DATA EXTRACT Start Marker

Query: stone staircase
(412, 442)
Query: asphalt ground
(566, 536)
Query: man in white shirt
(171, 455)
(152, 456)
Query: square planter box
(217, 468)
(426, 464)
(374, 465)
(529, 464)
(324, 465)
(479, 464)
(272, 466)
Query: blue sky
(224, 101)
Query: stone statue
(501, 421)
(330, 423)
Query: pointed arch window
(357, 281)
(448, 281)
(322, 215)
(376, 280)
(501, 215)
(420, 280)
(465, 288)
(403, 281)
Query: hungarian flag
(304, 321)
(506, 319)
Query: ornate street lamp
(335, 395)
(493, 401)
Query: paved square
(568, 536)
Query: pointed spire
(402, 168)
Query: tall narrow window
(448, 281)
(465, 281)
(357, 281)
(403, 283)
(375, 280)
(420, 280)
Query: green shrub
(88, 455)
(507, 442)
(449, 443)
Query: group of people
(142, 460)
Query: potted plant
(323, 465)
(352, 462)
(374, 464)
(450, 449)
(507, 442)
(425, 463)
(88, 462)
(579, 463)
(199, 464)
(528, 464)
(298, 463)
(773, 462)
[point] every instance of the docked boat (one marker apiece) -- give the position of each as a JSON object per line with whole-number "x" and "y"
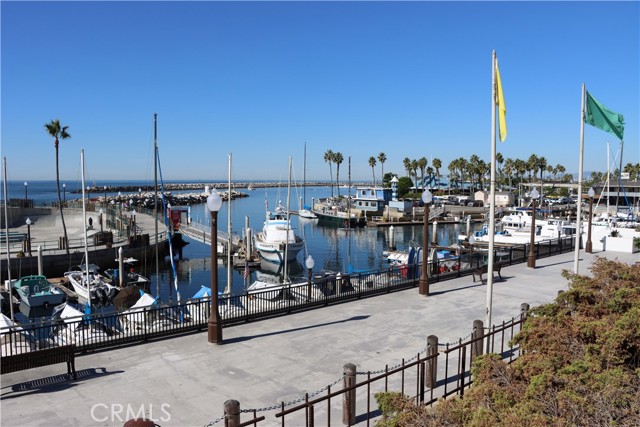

DATA EXTRACT End Marker

WHAT THE TASK ASKS =>
Would it be possible to reproduce the material word for word, images omitted?

ANSWER =>
Query: stone staircase
(412, 442)
Query: asphalt ground
(566, 536)
Query: man in white shirt
(171, 455)
(152, 456)
Query: square planter box
(217, 468)
(426, 464)
(374, 465)
(529, 464)
(324, 465)
(479, 464)
(272, 466)
Query: blue sky
(224, 101)
Query: stone statue
(501, 421)
(330, 423)
Query: pointed arch window
(357, 281)
(448, 281)
(322, 215)
(376, 280)
(501, 215)
(420, 280)
(465, 288)
(403, 281)
Query: hungarian flag
(304, 321)
(506, 319)
Query: ornate street lamp
(335, 395)
(493, 401)
Query: paved square
(568, 536)
Query: pointed spire
(402, 168)
Query: tall narrow window
(448, 281)
(465, 281)
(357, 281)
(403, 283)
(375, 280)
(420, 280)
Query: green shrub
(88, 455)
(507, 442)
(449, 443)
Query: group of people
(142, 460)
Query: potted plant
(323, 465)
(352, 462)
(374, 464)
(450, 449)
(507, 442)
(425, 463)
(88, 462)
(579, 463)
(199, 464)
(528, 464)
(298, 463)
(773, 462)
[point] every instance of the docked boat (one marker apiece) -- give the position of each as a JSON object per line with whole-number "x" and "y"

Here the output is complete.